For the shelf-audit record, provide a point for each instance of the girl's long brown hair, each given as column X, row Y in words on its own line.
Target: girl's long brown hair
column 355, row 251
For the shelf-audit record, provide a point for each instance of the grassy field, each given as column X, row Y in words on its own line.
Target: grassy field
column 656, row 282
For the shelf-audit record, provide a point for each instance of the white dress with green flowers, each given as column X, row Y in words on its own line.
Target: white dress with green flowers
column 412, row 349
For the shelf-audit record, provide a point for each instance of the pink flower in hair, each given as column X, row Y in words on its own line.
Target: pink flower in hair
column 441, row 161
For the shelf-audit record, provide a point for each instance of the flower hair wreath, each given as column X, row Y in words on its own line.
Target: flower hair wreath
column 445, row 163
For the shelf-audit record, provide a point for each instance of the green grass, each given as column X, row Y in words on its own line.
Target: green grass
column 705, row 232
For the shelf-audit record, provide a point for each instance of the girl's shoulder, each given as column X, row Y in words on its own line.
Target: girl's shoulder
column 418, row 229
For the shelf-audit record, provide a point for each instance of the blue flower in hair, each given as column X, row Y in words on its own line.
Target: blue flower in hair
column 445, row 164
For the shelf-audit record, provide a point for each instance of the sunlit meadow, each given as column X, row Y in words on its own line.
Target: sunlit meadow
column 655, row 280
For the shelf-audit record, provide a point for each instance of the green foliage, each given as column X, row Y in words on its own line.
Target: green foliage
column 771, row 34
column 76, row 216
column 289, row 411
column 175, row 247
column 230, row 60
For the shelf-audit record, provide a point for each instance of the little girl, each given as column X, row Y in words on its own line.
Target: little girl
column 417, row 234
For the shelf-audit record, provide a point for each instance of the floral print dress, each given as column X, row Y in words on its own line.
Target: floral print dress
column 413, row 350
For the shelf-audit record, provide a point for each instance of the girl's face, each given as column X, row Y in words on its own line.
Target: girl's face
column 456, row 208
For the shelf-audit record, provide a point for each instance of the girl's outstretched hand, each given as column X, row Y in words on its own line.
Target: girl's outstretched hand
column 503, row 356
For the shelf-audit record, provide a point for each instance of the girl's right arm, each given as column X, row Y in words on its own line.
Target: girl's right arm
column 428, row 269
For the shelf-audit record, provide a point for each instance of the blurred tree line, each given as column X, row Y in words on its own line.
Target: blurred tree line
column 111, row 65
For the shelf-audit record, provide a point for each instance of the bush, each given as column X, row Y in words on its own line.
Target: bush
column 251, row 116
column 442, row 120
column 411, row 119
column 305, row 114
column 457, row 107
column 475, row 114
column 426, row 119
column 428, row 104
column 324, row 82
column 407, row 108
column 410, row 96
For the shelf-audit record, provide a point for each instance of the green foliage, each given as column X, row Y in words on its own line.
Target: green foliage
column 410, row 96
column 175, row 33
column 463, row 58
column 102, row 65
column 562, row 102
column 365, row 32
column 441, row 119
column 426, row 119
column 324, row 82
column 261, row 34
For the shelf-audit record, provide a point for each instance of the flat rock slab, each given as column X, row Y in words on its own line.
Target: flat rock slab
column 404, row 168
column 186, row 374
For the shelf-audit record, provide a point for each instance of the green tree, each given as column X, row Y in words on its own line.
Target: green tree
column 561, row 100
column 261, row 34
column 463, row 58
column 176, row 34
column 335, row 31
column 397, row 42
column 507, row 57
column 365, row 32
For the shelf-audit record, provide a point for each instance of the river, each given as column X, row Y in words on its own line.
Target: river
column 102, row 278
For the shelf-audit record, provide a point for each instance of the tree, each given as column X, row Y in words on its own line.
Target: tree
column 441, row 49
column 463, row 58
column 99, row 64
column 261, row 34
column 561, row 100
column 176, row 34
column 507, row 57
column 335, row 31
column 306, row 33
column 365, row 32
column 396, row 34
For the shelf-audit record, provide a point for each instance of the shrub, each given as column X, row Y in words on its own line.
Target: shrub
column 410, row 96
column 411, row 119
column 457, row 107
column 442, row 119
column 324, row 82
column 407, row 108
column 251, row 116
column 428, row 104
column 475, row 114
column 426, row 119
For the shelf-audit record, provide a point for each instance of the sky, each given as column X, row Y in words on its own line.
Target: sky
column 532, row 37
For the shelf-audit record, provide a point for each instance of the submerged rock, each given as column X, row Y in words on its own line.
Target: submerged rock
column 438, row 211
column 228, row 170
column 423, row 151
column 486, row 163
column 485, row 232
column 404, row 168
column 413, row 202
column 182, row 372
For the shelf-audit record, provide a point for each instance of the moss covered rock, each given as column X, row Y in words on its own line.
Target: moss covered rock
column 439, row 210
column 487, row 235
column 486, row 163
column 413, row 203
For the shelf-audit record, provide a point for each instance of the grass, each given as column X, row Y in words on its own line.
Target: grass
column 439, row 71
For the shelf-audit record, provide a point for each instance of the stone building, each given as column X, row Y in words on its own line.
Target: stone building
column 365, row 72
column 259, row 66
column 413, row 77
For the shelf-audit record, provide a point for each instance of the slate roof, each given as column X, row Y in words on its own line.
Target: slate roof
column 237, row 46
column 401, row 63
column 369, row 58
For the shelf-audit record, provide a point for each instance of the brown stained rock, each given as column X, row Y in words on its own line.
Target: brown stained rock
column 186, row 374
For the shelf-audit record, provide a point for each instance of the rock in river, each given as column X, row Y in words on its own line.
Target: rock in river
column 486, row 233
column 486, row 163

Task statement: Put the listing above into a Markdown table with two columns, Row and Line, numbering each line in order and leaving out blank lines.

Written answer:
| Row | Line |
|---|---|
| 1 | For the shelf-audit record, provide a point for each instance of the girl's long brown hair, each given as column X, row Y in words on its own line. |
| 2 | Target: girl's long brown hair |
| 3 | column 355, row 251 |
| 4 | For the shelf-audit record, provide a point for each instance of the grassy field, each given as column X, row Y in words on its own line. |
| 5 | Target: grassy field |
| 6 | column 656, row 282 |
| 7 | For the shelf-audit record, provide a point for each instance of the white dress with green flowers, each given as column X, row Y in words on its own line. |
| 8 | Target: white dress with green flowers |
| 9 | column 412, row 349 |
| 10 | For the shelf-audit record, provide a point for each instance of the pink flower in hair, each given as column X, row Y in words on its own line. |
| 11 | Target: pink flower in hair |
| 12 | column 441, row 161 |
| 13 | For the shelf-audit record, provide a point for each instance of the flower hair wreath, each given as column X, row Y in words on its own line. |
| 14 | Target: flower hair wreath |
| 15 | column 445, row 163 |
| 16 | For the shelf-audit record, provide a point for each instance of the green grass, each given as column X, row Y in words on its own line. |
| 17 | Target: green grass |
| 18 | column 705, row 232 |
| 19 | For the shelf-audit record, provide a point for each instance of the girl's shoulder, each given as column X, row Y in words on its own line. |
| 20 | Target: girl's shoulder |
| 21 | column 418, row 229 |
| 22 | For the shelf-audit record, provide a point for each instance of the blue flower in hair, each given as column X, row Y in words on its own line. |
| 23 | Target: blue flower in hair |
| 24 | column 445, row 164 |
| 25 | For the shelf-audit record, provide a point for each instance of the sunlit meadow, each given as column X, row Y in words on its own line. |
| 26 | Target: sunlit meadow |
| 27 | column 655, row 280 |
| 28 | For the shelf-audit record, provide a point for each instance of the green foliage, each given as column X, row Y in words on its own line. |
| 29 | Target: green foliage |
| 30 | column 771, row 34 |
| 31 | column 76, row 216 |
| 32 | column 289, row 411 |
| 33 | column 175, row 247 |
| 34 | column 230, row 60 |
| 35 | For the shelf-audit record, provide a point for each instance of the little girl, each given as column X, row Y in words on its own line. |
| 36 | Target: little girl |
| 37 | column 417, row 234 |
| 38 | For the shelf-audit record, provide a point for each instance of the floral print dress, each given as column X, row Y in words on its own line. |
| 39 | Target: floral print dress |
| 40 | column 413, row 350 |
| 41 | For the shelf-audit record, provide a point for each instance of the girl's face, each given as column X, row Y in words on its own line. |
| 42 | Target: girl's face |
| 43 | column 456, row 208 |
| 44 | For the shelf-audit record, provide a point for each instance of the girl's outstretched hand, each given as column X, row Y in words on its own line. |
| 45 | Target: girl's outstretched hand |
| 46 | column 503, row 356 |
| 47 | For the shelf-audit record, provide a point for each instance of the girl's right arm, each given as column X, row Y in words on its own line. |
| 48 | Target: girl's right arm |
| 49 | column 428, row 269 |
| 50 | For the shelf-audit record, provide a point for each instance of the blurred tree line, each given as column X, row Y in words on its own line. |
| 51 | Target: blurred tree line |
| 52 | column 111, row 65 |
| 53 | For the shelf-audit record, provide a point for each instance of the bush, each given as column X, row Y in words on its own line. |
| 54 | Target: bush |
| 55 | column 251, row 116 |
| 56 | column 442, row 120 |
| 57 | column 411, row 119 |
| 58 | column 305, row 114 |
| 59 | column 457, row 107 |
| 60 | column 475, row 114 |
| 61 | column 426, row 119 |
| 62 | column 428, row 104 |
| 63 | column 324, row 82 |
| 64 | column 407, row 108 |
| 65 | column 410, row 96 |
| 66 | For the shelf-audit record, provide a point for each instance of the green foliage, each given as column X, row Y in words on its own line. |
| 67 | Target: green foliage |
| 68 | column 410, row 96 |
| 69 | column 175, row 33 |
| 70 | column 463, row 58 |
| 71 | column 102, row 65 |
| 72 | column 562, row 102 |
| 73 | column 365, row 32 |
| 74 | column 441, row 119 |
| 75 | column 426, row 119 |
| 76 | column 324, row 82 |
| 77 | column 261, row 34 |
| 78 | For the shelf-audit record, provide a point for each instance of the flat rock slab, each given as column X, row Y in words on its own line. |
| 79 | Target: flat rock slab |
| 80 | column 404, row 168 |
| 81 | column 186, row 374 |
| 82 | For the shelf-audit record, provide a point for each instance of the green tree, each given as column X, row Y in words on its own line. |
| 83 | Target: green tree |
| 84 | column 561, row 100 |
| 85 | column 261, row 34 |
| 86 | column 463, row 58 |
| 87 | column 176, row 34 |
| 88 | column 335, row 31 |
| 89 | column 397, row 42 |
| 90 | column 507, row 57 |
| 91 | column 365, row 32 |
| 92 | For the shelf-audit record, provide a point for each instance of the river, each given as column X, row Y in words on its own line. |
| 93 | Target: river |
| 94 | column 102, row 278 |
| 95 | For the shelf-audit record, provide a point for each instance of the tree, each given as column X, row Y in words on its own line. |
| 96 | Target: tree |
| 97 | column 441, row 49 |
| 98 | column 463, row 58 |
| 99 | column 99, row 64 |
| 100 | column 261, row 34 |
| 101 | column 561, row 100 |
| 102 | column 176, row 34 |
| 103 | column 507, row 57 |
| 104 | column 335, row 31 |
| 105 | column 306, row 33 |
| 106 | column 365, row 32 |
| 107 | column 396, row 34 |
| 108 | For the shelf-audit record, provide a point for each instance of the shrub, each given as column X, row Y in words on its own line. |
| 109 | Target: shrub |
| 110 | column 410, row 96 |
| 111 | column 411, row 119 |
| 112 | column 457, row 107 |
| 113 | column 442, row 119 |
| 114 | column 324, row 82 |
| 115 | column 407, row 108 |
| 116 | column 251, row 116 |
| 117 | column 428, row 104 |
| 118 | column 475, row 114 |
| 119 | column 426, row 119 |
| 120 | For the shelf-audit record, provide a point for each instance of the sky, each given as column X, row Y in words on its own line. |
| 121 | Target: sky |
| 122 | column 532, row 37 |
| 123 | For the shelf-audit record, provide a point for each instance of the submerged rock, each given as column X, row Y in words on its own line. |
| 124 | Target: submerged rock |
| 125 | column 438, row 211 |
| 126 | column 228, row 170 |
| 127 | column 423, row 151 |
| 128 | column 486, row 163 |
| 129 | column 485, row 232 |
| 130 | column 404, row 168 |
| 131 | column 413, row 202 |
| 132 | column 182, row 372 |
| 133 | For the shelf-audit record, provide a point for each instance of the moss covered rock, each given as column X, row Y in words on its own line. |
| 134 | Target: moss covered rock |
| 135 | column 439, row 210 |
| 136 | column 487, row 235 |
| 137 | column 486, row 163 |
| 138 | column 413, row 203 |
| 139 | For the shelf-audit record, provide a point for each instance of the grass, each given as column X, row Y in words on its own line. |
| 140 | Target: grass |
| 141 | column 439, row 71 |
| 142 | For the shelf-audit record, provide a point for each instance of the stone building, each given as column X, row Y in words on its own line. |
| 143 | Target: stone building |
| 144 | column 365, row 72 |
| 145 | column 259, row 66 |
| 146 | column 413, row 77 |
| 147 | For the shelf-audit record, provide a point for each instance of the slate roof, each given as column X, row Y in words on its own line. |
| 148 | Target: slate roof |
| 149 | column 237, row 46 |
| 150 | column 401, row 63 |
| 151 | column 369, row 58 |
| 152 | For the shelf-audit record, provide a point for each instance of the brown stained rock, each given as column X, row Y in words on its own line. |
| 153 | Target: brown stained rock |
| 154 | column 186, row 374 |
| 155 | For the shelf-audit record, provide a point for each instance of the rock in river, each given as column X, row Y in words on its own line. |
| 156 | Target: rock in river |
| 157 | column 486, row 233 |
| 158 | column 486, row 163 |